Work to be completed:
Write out again only the lines running from the one that contains "Draw the outline of every instance of the plain" to the end of the records below, including both the first and the last.

Entries supplied:

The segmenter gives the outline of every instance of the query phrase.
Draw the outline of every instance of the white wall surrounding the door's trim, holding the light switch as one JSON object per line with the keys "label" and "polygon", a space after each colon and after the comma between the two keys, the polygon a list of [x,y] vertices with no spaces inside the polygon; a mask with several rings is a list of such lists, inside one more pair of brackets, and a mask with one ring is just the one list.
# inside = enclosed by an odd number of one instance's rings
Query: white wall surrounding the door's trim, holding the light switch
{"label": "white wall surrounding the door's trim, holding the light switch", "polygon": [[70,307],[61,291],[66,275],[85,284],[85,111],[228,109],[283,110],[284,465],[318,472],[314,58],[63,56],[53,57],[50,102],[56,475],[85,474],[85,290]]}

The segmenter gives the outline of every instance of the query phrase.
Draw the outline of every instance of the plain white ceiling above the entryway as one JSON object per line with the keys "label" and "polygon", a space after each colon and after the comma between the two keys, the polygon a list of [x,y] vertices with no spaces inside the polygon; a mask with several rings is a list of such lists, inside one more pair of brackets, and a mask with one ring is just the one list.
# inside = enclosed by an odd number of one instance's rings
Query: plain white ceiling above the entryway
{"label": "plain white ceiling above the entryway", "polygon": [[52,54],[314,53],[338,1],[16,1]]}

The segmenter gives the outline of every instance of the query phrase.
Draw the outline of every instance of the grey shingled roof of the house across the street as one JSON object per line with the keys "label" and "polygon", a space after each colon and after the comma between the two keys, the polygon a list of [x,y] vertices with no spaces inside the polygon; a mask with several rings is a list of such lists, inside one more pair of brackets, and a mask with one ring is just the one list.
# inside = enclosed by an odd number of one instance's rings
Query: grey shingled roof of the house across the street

Response to this exercise:
Draw the outline of every instance of the plain white ceiling above the entryway as one JSON object per line with the keys "label" and "polygon", a space after each colon and after the comma between the two keys, the polygon a list of [x,y] vertices with no spaces inside the polygon; a mask with several rings is a list of such lists, inside one more pair of brackets, and a mask with one ring is just the one list.
# inside = enclosed by an odd number of one instance's rings
Query: plain white ceiling above the entryway
{"label": "plain white ceiling above the entryway", "polygon": [[52,54],[314,53],[338,1],[16,1]]}

The segmenter gives the outline of every instance of the query phrase.
Draw the outline of every instance of the grey shingled roof of the house across the street as one JSON object per line with the keys "label" and "polygon", a space after each colon and after the comma between the two keys, the polygon a list of [x,y] vertices with no spaces inside the polygon; a mask with several rings is a list of such lists, inside one more pair of brackets, and a mask with one ring is just the one list.
# inside = enclosed by an odd number of one instance's rings
Query: grey shingled roof of the house across the street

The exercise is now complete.